▶ _Passage provided_
Deletion: what happens when this module disappears?

In the age of infinite generation, bloat is the default. Every module is a liability until proven otherwise. In AeroIntel, the Claude-powered explanation endpoint is wrapped behind a strict interface. If the Claude API changes pricing or goes down, the frontend degrades gracefully; the map and anomaly list still work. The module is deletable. That property is intentional, and it is the result of designing the boundary before writing the implementation.

The broken junior pipeline

There is a harder observation here. I was recently a very junior developer and the traditional junior developer path was: struggle with syntax, debug for hours, develop an intuition for how systems fail, gradually learn to hold larger mental models. AI agents have removed the syntax struggle without replacing the systems intuition. The result is a generation of builders who can generate a FastAPI backend in an afternoon but cannot explain why it falls over when two clients write to the same SQLite connection.

I am absolutely not immune to this. My SkillSwap backend has a working semantic matching pipeline: SentenceTransformer loads, generates 384-dimensional embeddings, computes cosine similarity, and returns ranked trades. The frontend is polished. But the end-to-end integration is incomplete; the frontend does not fully wire the matching results into the user flow. The individual components are correct. The system is not finished. That gap is not a coding problem; it is a systems problem, and it is the reason the project is still in Phase 2 of 5.

What systems thinking looks like in practice

Systems thinking is not a personality trait; it is a protocol you can adopt. Here is what I do differently now after building an number projects using AI tools that all broke at the integration layer.

Draw the architecture before prompting. In AeroIntel, the Mermaid diagram in the README existed before most of the code. It defines the data flow: ingestion -> Kalman -> DBSCAN -> anomaly -> WebSocket -> frontend. When the agent generates a module, I know which stage it belongs to and what its input/output contracts are. The diagram is the theory. The code is the artifact.

Audit the why, not just the how. When the agent generates a solution, my job is to interrogate it. Why does this function accept a dictionary instead of a Pydantic model? Why is the state mutable here? If I cannot explain the architectural choice, I do not commit it. The agent is fast at implementation; I have to be slow at review.

Encapsulate at boundaries. I treat every agent-generated module as a stochastic black box. It gets a strict interface, a clear contract, and a defined error mode. In AeroIntel, the anomaly scorer is a function that takes a feature vector and returns a score plus an explanation string. It does not know about WebSockets, frontend state, or the Kalman filter. If I replace the IsolationForest with a one-class SVM tomorrow, the rest of the pipeline does not change.

▶ _Record excerpts_
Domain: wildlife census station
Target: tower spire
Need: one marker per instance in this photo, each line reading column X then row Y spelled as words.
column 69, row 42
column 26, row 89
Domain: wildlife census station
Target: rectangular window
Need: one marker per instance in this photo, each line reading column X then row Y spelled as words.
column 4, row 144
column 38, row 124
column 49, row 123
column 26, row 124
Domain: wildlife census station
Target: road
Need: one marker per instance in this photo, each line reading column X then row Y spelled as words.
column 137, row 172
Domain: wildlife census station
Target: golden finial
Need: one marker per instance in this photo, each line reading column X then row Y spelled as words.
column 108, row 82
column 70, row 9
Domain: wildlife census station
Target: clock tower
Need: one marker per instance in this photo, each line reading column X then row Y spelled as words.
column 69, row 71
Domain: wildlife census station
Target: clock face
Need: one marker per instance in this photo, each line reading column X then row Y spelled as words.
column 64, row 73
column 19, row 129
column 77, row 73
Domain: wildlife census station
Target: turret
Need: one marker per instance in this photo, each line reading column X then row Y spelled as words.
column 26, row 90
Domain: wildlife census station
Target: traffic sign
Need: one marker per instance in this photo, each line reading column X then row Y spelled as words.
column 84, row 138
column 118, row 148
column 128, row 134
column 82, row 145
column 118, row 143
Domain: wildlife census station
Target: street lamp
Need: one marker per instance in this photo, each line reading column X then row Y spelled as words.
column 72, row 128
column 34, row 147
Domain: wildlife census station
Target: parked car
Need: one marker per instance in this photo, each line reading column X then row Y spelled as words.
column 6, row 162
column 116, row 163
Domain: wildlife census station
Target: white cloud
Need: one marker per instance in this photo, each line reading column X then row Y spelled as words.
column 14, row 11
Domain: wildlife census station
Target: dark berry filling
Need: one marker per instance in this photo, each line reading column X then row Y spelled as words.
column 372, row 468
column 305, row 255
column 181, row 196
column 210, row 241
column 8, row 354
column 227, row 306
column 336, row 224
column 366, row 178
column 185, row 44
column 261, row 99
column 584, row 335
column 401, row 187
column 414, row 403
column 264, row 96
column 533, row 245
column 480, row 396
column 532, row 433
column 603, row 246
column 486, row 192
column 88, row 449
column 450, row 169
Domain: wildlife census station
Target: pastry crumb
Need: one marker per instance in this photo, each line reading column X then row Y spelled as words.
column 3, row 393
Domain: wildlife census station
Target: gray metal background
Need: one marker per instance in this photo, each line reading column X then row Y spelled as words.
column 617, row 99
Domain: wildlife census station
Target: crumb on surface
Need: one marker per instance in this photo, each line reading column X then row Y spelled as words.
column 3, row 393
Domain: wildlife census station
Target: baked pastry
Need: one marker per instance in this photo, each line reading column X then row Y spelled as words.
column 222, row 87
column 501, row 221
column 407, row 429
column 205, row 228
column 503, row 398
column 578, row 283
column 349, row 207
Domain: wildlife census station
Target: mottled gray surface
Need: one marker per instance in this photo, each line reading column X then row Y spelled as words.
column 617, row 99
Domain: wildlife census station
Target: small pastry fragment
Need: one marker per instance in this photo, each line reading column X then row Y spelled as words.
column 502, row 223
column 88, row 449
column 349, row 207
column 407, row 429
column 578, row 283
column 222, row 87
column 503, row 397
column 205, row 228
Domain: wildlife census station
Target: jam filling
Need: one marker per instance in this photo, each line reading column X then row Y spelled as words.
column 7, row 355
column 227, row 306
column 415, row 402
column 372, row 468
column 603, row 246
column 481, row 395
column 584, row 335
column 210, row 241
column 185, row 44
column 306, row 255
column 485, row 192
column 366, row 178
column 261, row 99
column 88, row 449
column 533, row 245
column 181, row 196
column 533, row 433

▶ _Directions for this task_
From the passage on AI agents and systems thinking, write out word for word the portion starting with "What systems thinking" and going on through "is the artifact.".

▶ _Expected answer_
What systems thinking looks like in practice

Systems thinking is not a personality trait; it is a protocol you can adopt. Here is what I do differently now after building an number projects using AI tools that all broke at the integration layer.

Draw the architecture before prompting. In AeroIntel, the Mermaid diagram in the README existed before most of the code. It defines the data flow: ingestion -> Kalman -> DBSCAN -> anomaly -> WebSocket -> frontend. When the agent generates a module, I know which stage it belongs to and what its input/output contracts are. The diagram is the theory. The code is the artifact.